■ Exercices
(1) Répondez à ces questions sur le texte consacré aux mariages des Romains :
(a) À quel doigt la fiancée portait-elle l'anneau ?
(b) De combien de manières pouvait-on contracter le mariage, et lesquelles ?
(c) Combien de témoins la confarréation exigeait-elle ?
(2) Citez les lignes de la liste, depuis son début jusqu'à la ligne contenant « 204), (79, 204)] », incluse. Laissez les images de côté.

■ Page
......

Passons maintenant aux mariages des Romains. Ils se faisoient ordinairement par contrats : on prenoit en même temps les auspices, & l’on voyoit arriver à la fois les officiers publics chargés de recevoir & d’écrire les conventions matrimoniales, & les ministres de la religion, dont la fonction étoit de consulter les volontés des dieux.

Cette cérémonie répondoit à celle que nous appellons les fiançailles ; le fiancé, pour gage de ses promesses, faisoit à sa future épouse des présens qu’on appelloit des arrhes. Il y joignoit un anneau qu’elle portoit au quatrième doigt, parce qu’on croyoit que de ce doigt, partoit une veine qui se rendoit au cœur. Cet anneau étoit de fer au temps de Pline, quoique ce fût un siècle de luxe ; cette simplicité rappelloit à la mémoire l’ancienne pauvreté des Romains.

Il y avoit trois manières de contracter le mariage ; par l’usage, par la farine, par l’achat.

La première manière étoit une commémoration de l’enlévement des Sabines, & ressembloit à la violence. L’époux, accompagné de ses amis, fondoit en armes dans la maison paternelle de l’épouse, & sembloit l’arracher de force du sein de sa mère ou des bras de ses parens. Comme le rapt étoit concerté, elle avoit la précaution de se revêtir de ses plus belles parures, en attendant ses ravisseurs. Une année d’habitation de l’épouse dans la maison de l’époux, consacroit leur union.

Dans la célébration du mariage par la farine, qu’on appelloit confarréation, les deux époux, se tenant la main, & prononçant des paroles consacrées, mangeoient ensemble de la même farine qu’ils répandoient sur les victimes. Cette cérémonie exigoit la présence de dix témoins. Quelques savans pensent qu’elle étoit réservée aux mariages des Pontifes ; d’autres croyent seulement que les Pontifes devoient y présider. On voit par une tragédie, faussement attribuée à Sénèque, que le mariage de Néron & d’Octavie avoit été célébré par la confarréation ; mais comme les Empereurs étoient en même-temps Souverains Pontifes, ce passage ne lève pas la difficulté.

......

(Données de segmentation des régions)
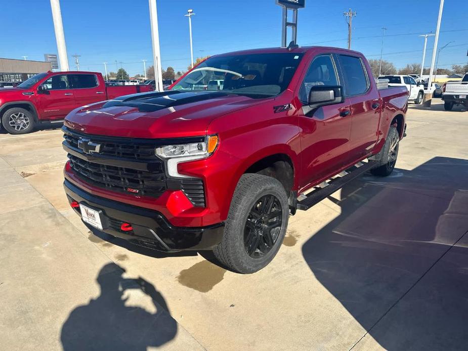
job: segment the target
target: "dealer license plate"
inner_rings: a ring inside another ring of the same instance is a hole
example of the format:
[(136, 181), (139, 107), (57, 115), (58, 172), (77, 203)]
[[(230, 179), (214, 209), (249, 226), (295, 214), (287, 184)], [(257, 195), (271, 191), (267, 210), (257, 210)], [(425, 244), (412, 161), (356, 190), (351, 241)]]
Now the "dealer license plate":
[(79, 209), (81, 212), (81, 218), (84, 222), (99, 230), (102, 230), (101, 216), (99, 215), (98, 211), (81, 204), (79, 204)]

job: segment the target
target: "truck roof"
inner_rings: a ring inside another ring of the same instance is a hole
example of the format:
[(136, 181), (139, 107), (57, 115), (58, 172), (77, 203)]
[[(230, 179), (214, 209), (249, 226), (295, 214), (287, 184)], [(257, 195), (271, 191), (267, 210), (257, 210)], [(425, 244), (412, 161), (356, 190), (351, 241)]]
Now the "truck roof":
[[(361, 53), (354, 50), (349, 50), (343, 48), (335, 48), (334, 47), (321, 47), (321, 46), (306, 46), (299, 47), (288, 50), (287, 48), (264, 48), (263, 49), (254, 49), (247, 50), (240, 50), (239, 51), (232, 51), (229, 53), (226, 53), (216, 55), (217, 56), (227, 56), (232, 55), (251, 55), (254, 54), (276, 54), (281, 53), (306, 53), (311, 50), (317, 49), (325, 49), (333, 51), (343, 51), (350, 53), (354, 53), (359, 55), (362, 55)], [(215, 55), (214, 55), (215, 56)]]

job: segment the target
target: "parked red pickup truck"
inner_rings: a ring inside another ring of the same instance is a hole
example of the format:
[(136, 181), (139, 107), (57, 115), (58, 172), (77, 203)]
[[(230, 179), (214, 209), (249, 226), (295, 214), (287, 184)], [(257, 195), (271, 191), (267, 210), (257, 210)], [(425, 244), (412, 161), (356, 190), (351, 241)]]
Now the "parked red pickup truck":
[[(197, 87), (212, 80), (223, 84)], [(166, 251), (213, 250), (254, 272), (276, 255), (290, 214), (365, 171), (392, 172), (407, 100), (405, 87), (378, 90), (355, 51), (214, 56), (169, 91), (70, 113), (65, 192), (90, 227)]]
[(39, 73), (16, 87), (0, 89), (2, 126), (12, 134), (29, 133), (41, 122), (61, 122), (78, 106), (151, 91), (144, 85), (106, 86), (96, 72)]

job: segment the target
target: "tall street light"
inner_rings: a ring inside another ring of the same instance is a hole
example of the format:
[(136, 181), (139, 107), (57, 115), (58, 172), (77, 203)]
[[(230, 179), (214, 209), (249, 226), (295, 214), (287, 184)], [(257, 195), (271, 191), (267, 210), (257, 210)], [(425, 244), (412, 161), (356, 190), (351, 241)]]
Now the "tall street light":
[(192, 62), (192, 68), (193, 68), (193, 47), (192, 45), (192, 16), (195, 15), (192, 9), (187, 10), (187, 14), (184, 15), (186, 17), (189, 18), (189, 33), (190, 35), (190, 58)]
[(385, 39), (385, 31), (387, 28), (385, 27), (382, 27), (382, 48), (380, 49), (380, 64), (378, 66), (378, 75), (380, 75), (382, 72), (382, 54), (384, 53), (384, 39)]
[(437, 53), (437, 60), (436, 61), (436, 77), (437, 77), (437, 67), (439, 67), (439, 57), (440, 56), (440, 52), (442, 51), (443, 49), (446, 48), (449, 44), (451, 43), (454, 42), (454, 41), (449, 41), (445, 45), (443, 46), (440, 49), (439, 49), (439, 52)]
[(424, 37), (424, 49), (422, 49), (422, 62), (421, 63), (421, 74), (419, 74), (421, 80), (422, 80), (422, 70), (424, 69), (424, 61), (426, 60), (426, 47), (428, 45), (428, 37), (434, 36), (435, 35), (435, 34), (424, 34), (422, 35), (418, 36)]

......

■ Corrigés
(1)
(a) Au quatrième doigt.
(b) De trois manières : par l'usage, par la farine et par l'achat.
(c) Dix témoins.

(2)
job: segment the target
target: "dealer license plate"
inner_rings: a ring inside another ring of the same instance is a hole
example of the format:
[(136, 181), (139, 107), (57, 115), (58, 172), (77, 203)]
[[(230, 179), (214, 209), (249, 226), (295, 214), (287, 184)], [(257, 195), (271, 191), (267, 210), (257, 210)], [(425, 244), (412, 161), (356, 190), (351, 241)]]
Now the "dealer license plate":
[(79, 209), (81, 212), (81, 218), (84, 222), (99, 230), (102, 230), (101, 216), (99, 215), (98, 211), (81, 204), (79, 204)]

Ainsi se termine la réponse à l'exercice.